# [What the task asks]
Your answer must be an exact copy of the data, without any pictures.

# [Information supplied]

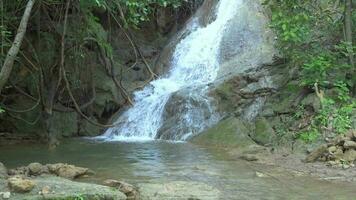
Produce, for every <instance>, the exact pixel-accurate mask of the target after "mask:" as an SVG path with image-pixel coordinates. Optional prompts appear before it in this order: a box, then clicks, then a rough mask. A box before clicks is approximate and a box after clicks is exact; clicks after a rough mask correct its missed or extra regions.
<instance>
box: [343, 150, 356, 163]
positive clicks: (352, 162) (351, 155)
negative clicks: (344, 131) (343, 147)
mask: <svg viewBox="0 0 356 200" xmlns="http://www.w3.org/2000/svg"><path fill="white" fill-rule="evenodd" d="M343 159H344V160H345V161H348V162H350V163H353V162H354V161H355V160H356V150H354V149H349V150H347V151H345V153H344V156H343Z"/></svg>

# [Exercise answer]
Produce, for every <instance>, the exact pixel-accurate mask of the target after "mask:" as an SVG path with image-pixel coordinates. Optional prompts appear before it in this order: a box, then clicks, then a rough mask. A box before clicks is approximate and a box after clicks is exact; clicks after a rough mask correct its missed or extra regions.
<instance>
box: [343, 150, 356, 163]
positive clicks: (352, 162) (351, 155)
negative clicks: (344, 131) (343, 147)
mask: <svg viewBox="0 0 356 200" xmlns="http://www.w3.org/2000/svg"><path fill="white" fill-rule="evenodd" d="M343 159H344V160H345V161H348V162H350V163H353V162H354V161H355V160H356V150H354V149H349V150H347V151H345V153H344V156H343Z"/></svg>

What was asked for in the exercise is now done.